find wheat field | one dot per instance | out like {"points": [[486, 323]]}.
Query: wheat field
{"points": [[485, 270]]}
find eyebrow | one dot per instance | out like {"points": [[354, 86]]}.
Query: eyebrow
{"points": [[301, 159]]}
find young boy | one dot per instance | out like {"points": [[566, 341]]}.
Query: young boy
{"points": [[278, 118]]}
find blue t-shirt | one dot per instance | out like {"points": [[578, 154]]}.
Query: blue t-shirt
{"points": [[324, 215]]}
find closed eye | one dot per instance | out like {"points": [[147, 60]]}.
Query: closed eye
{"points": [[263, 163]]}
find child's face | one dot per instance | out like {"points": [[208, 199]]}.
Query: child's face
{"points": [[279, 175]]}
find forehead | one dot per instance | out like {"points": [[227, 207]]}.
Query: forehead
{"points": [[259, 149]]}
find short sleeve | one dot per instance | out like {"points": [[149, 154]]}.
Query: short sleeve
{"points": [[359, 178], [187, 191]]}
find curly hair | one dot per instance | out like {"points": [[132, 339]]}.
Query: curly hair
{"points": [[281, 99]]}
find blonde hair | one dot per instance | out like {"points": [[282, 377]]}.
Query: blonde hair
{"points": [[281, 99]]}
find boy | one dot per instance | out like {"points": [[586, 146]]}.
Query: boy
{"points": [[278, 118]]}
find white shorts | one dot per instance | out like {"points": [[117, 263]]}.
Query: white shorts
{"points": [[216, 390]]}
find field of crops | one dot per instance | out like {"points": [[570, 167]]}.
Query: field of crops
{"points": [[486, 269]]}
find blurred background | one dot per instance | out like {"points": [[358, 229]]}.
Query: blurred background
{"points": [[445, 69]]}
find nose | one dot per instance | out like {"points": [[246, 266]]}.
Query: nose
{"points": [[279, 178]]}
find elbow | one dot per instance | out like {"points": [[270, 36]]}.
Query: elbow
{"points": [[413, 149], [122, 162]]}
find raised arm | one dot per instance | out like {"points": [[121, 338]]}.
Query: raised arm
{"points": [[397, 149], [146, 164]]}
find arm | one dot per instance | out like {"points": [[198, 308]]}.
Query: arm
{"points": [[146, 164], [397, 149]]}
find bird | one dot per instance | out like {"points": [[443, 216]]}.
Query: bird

■ Directions for this task ■
Substitute "one point per instance" for each occurrence of "one dot per instance" in the lines above, and reproduce all of the lines with nothing else altered.

■ Solution for this problem ■
find wheat field | one point per instance | out like {"points": [[486, 323]]}.
Query: wheat field
{"points": [[485, 270]]}
find eyebrow | one point per instance | out like {"points": [[354, 86]]}.
Query: eyebrow
{"points": [[301, 159]]}
find young boy | one point per instance | out like {"points": [[566, 341]]}.
Query: young boy
{"points": [[278, 118]]}
find blue t-shirt | one point per instance | out like {"points": [[578, 154]]}.
Query: blue t-shirt
{"points": [[324, 215]]}
find closed eye | one point per instance | out like {"points": [[147, 60]]}.
Query: closed eye
{"points": [[263, 163]]}
find child's face | one point per instance | out like {"points": [[208, 199]]}.
Query: child's face
{"points": [[279, 175]]}
find forehead | one point per instance | out like {"points": [[227, 207]]}.
Query: forehead
{"points": [[259, 149]]}
find short sleeve | one point per instance | out like {"points": [[149, 154]]}.
Query: short sleeve
{"points": [[359, 178], [187, 191]]}
find curly hair | one point per instance | out like {"points": [[132, 339]]}.
Query: curly hair
{"points": [[281, 99]]}
find blonde hair | one point per instance | out like {"points": [[282, 377]]}.
Query: blonde hair
{"points": [[281, 99]]}
find boy | one point per instance | out like {"points": [[586, 146]]}.
Query: boy
{"points": [[278, 118]]}
find white shorts | one point per instance | out like {"points": [[117, 263]]}.
Query: white shorts
{"points": [[216, 390]]}
find field of crops | one point per instance | out like {"points": [[570, 167]]}.
Query: field of crops
{"points": [[486, 269]]}
find blurred background | one point per instance | out like {"points": [[358, 229]]}.
Query: blurred background
{"points": [[445, 69]]}
find nose | one point per instance | out like {"points": [[246, 266]]}.
Query: nose
{"points": [[279, 178]]}
find elbow | one point per instance | out like {"points": [[270, 36]]}.
Query: elbow
{"points": [[413, 149], [122, 162]]}
find raised arm | one point per instance | out like {"points": [[121, 338]]}.
Query: raised arm
{"points": [[397, 149], [146, 164]]}
find arm | one point per instance | out like {"points": [[198, 308]]}.
Query: arm
{"points": [[146, 164], [397, 149]]}
find bird | one point per instance | out like {"points": [[443, 216]]}.
Query: bird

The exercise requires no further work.